Entries from a pointing dataset:
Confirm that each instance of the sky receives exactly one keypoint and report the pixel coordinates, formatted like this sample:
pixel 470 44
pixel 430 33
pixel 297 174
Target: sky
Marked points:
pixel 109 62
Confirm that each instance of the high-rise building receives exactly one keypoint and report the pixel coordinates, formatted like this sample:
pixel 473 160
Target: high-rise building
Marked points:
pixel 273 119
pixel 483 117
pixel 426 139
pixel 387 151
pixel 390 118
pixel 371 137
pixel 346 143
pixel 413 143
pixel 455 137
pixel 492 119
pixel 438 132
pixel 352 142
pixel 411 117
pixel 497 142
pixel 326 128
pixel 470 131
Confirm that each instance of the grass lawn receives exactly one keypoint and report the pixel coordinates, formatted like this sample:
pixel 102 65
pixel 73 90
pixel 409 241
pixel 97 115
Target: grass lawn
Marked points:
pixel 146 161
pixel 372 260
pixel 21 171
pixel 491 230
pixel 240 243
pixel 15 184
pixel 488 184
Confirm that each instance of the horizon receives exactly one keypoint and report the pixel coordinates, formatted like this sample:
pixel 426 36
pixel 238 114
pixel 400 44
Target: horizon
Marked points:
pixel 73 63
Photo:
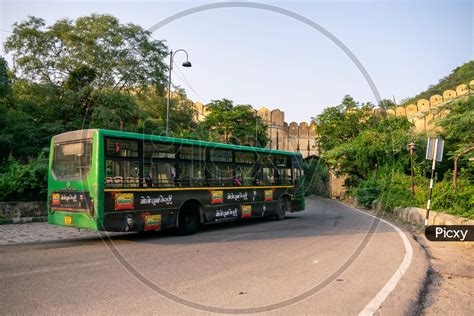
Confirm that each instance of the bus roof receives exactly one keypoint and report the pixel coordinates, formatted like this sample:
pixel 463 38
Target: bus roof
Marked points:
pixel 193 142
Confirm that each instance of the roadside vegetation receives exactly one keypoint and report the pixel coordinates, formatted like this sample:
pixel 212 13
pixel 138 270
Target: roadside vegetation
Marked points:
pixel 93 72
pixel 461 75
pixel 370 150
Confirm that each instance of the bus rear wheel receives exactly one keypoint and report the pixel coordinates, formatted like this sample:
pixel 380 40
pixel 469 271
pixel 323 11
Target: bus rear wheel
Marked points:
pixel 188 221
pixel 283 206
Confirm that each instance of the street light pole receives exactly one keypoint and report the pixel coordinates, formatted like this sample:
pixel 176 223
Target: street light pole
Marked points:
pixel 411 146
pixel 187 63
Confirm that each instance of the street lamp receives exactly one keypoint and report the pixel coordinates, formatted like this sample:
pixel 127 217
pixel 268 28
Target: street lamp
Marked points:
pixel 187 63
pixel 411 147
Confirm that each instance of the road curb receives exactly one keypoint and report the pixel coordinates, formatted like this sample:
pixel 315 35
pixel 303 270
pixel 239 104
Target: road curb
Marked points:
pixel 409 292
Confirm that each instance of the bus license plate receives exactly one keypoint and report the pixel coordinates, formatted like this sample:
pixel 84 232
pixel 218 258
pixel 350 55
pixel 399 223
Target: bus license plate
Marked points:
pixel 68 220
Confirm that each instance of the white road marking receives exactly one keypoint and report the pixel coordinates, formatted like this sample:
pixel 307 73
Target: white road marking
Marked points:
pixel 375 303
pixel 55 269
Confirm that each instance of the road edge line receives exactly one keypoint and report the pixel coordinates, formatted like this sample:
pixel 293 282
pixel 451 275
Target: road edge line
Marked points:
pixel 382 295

Task requirements:
Copy the listing from its start through the line containing "pixel 109 62", reproducing each line without any change.

Answer below:
Confirm that each instance of the sky receives exactly one keypoint and report the pixel coordinates, formatted like this sample:
pixel 470 44
pixel 430 33
pixel 297 174
Target: sky
Marked points:
pixel 109 62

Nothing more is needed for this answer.